# YOUR TASK:
The listing beneath should be written out in full, exactly as shown.

Items from a data source:
§ §

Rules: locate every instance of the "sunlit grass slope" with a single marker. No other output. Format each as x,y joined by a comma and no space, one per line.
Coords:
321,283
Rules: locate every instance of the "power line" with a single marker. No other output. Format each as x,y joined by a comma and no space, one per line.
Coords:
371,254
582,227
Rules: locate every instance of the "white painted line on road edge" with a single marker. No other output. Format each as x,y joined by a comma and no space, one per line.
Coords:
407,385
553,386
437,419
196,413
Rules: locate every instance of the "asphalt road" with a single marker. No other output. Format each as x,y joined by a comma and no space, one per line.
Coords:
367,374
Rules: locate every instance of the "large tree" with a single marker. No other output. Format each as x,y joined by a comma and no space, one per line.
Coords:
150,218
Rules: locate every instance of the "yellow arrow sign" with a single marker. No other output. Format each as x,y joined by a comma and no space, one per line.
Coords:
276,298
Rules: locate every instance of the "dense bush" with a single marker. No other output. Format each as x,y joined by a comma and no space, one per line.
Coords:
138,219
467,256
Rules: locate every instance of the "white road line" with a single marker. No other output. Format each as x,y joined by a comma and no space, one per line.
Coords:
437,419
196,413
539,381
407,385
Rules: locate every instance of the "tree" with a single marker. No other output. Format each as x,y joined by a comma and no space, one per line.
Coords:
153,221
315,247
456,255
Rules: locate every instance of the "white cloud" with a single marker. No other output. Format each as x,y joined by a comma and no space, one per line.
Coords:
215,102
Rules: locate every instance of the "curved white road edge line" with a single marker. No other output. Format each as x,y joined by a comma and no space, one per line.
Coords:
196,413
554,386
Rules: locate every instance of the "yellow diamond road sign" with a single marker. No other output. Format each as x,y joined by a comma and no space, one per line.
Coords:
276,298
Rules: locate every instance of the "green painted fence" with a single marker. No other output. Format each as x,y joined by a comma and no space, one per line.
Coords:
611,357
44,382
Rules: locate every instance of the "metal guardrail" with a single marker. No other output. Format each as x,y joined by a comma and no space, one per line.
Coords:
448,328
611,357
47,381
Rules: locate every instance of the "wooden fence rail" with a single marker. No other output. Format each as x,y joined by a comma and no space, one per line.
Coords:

§ §

# RIGHT ANSWER:
Rules: locate every instance of the "sunlit grass slope" with a single marker. No other output. Format each as x,y joined by a comma and no space, one per line.
Coords:
321,283
Rules: locate every instance of the "power line" with a single marker. No other output. Format each as x,y joined by a comma and no space, one per line.
Coords:
371,254
582,227
Rules: locate every instance of the "white painted line on road edge" with a single marker. No other output. Format each as x,y joined by a comma and no space, one per line.
Coords:
407,385
553,386
437,419
196,413
Rules: locate every instance of the "asphalt road" with a single marker. No other output. Format each as x,y joined by a comma and no space, one per line.
Coords:
367,374
Rules: locate every instance of the "large tree" with a single marker. No other output. Format each as x,y joined by a comma and no space, one per line.
Coords:
150,218
Rules: locate every instance of the "yellow arrow sign" with a single marker. No other output. Format each as x,y joined by a comma and no space, one per line.
Coords:
276,298
Rules: locate every instance of the "dense bush" with a single marker. No other output. Format each as x,y joined by a comma and no space, one per line.
Coords:
138,219
467,256
Rules: locate every instance of the "white road line" with a single marker. No other output. Format each as x,y joined by a comma and no space, one per line.
Coords:
437,419
196,413
539,381
407,385
Rules: locate every instance of the "tree" with a single marker. No other output. Format each as x,y joined by a comma and no space, one per line.
Coords:
153,221
315,247
456,255
Rules: locate every instance of the "white cloud" with a single marker. No other output. Format each as x,y joined by a comma and no space, one per line.
Coords:
215,102
Rules: locate every instance of the "curved white road edge line" with a single marker. No other output. Format each as x,y joined by a comma and no space, one per line.
Coords:
196,413
554,386
Rules: locate every instance of the "yellow diamond road sign" with a single marker. No other output. Format each as x,y joined by a comma and no space, one per line.
Coords:
276,298
Rules: locate every instance of the "green painted fence" with a single marker. No other output. Format each as x,y joined by a comma and no space, one per line.
Coords:
611,357
44,382
Rules: locate every instance of the "metal guardrail" with a single marker. No other output. Format each as x,y joined by a comma and no space, one per line.
Coords:
448,328
611,357
47,381
Rules: locate every instance of the "wooden fence rail" with a single marker. No other output. Format each as x,y joined by a comma and no space, one per line.
Coords:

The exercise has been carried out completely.